→ Provided records
• • • •

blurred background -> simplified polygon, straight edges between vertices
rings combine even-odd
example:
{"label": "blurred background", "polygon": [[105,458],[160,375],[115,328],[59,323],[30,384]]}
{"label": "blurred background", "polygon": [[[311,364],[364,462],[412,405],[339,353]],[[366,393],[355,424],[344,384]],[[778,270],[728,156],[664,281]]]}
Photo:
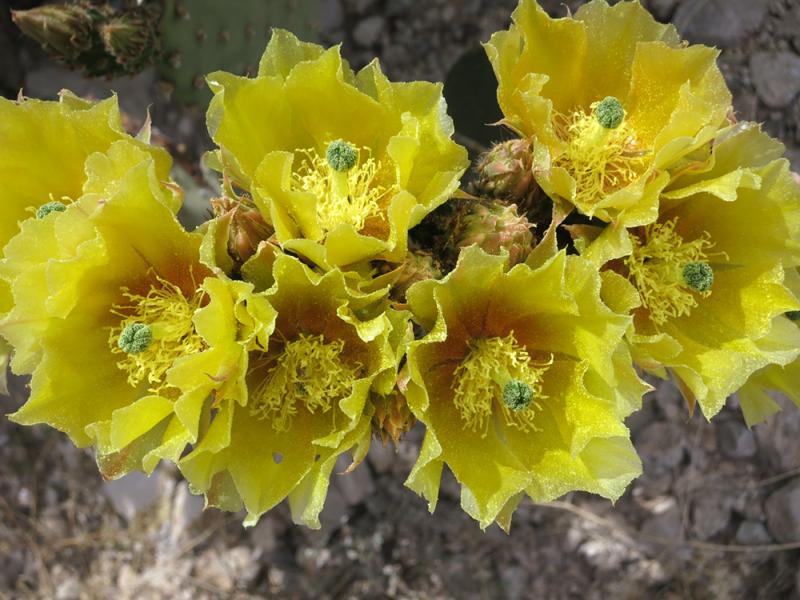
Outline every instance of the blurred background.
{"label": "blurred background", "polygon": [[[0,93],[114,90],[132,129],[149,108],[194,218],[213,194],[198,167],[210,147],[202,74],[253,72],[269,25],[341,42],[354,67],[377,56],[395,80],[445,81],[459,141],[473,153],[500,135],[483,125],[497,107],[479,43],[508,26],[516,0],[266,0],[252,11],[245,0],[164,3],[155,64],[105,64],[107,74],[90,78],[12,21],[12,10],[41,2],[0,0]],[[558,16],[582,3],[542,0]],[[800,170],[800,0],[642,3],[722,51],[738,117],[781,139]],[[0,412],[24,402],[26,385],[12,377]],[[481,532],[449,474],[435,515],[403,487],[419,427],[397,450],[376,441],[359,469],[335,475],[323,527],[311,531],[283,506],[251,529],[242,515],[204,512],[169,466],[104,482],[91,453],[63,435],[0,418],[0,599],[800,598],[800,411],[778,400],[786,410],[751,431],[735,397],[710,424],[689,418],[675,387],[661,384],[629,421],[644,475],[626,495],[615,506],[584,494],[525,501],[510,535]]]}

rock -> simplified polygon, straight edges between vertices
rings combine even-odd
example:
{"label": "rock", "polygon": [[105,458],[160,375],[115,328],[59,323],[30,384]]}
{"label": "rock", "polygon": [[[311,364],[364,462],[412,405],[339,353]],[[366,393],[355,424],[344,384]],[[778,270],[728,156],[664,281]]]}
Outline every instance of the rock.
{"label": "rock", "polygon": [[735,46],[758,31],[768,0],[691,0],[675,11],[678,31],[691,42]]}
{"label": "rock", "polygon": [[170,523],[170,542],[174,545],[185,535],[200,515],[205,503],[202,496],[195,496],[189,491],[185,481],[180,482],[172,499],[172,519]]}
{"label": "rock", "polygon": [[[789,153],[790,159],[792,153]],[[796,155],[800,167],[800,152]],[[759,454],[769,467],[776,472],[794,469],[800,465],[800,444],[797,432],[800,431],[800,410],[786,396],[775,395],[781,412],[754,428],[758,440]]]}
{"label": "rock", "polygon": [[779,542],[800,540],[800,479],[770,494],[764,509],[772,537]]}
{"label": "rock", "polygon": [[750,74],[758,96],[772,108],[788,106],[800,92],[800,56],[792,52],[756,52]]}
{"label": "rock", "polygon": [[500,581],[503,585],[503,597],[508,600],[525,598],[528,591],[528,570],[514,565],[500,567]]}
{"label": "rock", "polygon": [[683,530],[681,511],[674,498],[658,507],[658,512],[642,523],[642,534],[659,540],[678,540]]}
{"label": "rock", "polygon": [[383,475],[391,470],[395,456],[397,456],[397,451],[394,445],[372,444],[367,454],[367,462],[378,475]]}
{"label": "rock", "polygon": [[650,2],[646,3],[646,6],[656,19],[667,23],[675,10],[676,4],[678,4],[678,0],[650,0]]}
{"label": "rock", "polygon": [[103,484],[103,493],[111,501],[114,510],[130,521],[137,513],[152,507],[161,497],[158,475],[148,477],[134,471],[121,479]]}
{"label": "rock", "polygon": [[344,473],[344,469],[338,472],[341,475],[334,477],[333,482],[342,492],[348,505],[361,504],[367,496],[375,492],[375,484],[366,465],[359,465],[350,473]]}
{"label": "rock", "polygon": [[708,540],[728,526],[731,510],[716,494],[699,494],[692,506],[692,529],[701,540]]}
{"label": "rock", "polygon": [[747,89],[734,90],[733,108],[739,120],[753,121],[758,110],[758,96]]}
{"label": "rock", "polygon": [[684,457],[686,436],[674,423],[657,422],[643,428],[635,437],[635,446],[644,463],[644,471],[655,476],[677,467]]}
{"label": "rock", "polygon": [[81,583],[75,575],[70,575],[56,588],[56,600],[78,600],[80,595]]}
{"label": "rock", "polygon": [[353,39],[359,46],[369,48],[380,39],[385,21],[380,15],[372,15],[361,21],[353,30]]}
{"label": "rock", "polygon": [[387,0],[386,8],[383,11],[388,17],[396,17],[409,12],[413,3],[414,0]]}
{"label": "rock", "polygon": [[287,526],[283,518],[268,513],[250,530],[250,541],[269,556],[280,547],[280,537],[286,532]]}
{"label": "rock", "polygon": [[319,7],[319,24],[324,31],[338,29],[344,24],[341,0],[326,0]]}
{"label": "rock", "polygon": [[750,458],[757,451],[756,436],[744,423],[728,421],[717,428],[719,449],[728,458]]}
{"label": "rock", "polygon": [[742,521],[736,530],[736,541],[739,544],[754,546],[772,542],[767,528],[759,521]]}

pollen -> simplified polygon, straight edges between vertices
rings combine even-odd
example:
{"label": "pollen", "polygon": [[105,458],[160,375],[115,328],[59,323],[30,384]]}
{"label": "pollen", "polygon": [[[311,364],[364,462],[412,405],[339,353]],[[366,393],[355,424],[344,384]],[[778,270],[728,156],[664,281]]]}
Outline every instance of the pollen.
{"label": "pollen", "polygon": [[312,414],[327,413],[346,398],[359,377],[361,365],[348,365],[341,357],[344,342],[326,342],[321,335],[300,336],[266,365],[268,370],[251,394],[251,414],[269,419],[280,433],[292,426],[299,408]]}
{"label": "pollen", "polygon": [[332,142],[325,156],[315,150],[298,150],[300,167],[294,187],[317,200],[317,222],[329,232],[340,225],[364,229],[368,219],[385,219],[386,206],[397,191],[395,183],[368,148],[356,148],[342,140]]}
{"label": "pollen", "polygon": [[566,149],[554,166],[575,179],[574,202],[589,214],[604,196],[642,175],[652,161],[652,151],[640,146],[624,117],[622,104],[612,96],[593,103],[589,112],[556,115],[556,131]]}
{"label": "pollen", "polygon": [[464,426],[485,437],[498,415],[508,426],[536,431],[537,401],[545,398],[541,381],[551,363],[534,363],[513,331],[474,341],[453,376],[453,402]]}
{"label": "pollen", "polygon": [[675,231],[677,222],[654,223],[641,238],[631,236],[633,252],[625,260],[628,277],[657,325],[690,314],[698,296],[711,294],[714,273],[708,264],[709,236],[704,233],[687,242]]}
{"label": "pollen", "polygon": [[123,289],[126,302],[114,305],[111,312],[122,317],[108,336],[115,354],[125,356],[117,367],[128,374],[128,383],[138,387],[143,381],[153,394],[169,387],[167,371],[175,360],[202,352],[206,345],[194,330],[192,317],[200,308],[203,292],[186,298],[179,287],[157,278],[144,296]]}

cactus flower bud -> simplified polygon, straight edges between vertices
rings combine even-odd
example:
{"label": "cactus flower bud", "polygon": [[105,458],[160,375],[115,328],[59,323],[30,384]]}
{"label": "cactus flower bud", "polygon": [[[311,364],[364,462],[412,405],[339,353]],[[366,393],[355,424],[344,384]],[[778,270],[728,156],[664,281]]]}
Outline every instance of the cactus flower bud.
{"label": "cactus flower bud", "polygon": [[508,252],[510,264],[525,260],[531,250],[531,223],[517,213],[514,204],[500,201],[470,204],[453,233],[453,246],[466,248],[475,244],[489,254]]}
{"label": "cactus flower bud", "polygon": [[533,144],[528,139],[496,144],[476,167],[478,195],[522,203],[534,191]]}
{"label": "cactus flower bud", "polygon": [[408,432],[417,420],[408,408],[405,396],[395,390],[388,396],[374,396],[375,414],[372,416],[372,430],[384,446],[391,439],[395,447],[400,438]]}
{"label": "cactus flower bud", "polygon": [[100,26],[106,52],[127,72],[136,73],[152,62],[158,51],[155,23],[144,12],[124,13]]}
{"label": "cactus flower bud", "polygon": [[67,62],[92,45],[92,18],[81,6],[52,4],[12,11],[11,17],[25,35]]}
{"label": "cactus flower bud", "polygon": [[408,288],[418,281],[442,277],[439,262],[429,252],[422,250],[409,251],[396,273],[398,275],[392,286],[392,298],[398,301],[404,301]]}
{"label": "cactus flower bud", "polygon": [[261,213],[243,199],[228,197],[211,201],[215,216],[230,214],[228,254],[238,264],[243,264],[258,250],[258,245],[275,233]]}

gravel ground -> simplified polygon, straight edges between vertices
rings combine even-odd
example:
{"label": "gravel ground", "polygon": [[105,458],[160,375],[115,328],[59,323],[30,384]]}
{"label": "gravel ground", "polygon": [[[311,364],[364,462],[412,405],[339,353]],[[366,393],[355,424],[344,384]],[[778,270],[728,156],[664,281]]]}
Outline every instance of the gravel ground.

• • • •

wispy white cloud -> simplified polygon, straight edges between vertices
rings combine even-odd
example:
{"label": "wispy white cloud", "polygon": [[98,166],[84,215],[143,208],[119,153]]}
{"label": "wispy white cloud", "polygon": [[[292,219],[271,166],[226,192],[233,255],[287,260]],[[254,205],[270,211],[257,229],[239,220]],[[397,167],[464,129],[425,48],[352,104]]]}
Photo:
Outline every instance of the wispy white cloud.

• • • •

→ Problem details
Give only the lines from the one holding "wispy white cloud ->" through the one holding "Outline every instance of the wispy", each restated exactly as it appears above.

→ Task response
wispy white cloud -> simplified polygon, straight edges between vertices
rings combine even-odd
example:
{"label": "wispy white cloud", "polygon": [[98,166],[84,215],[143,208],[119,153]]}
{"label": "wispy white cloud", "polygon": [[[292,219],[271,166],[226,192],[233,255],[287,260]],[[254,205],[270,211],[257,229],[239,220]],[[397,167],[464,129],[425,48],[352,104]]]}
Photo:
Outline every instance of the wispy white cloud.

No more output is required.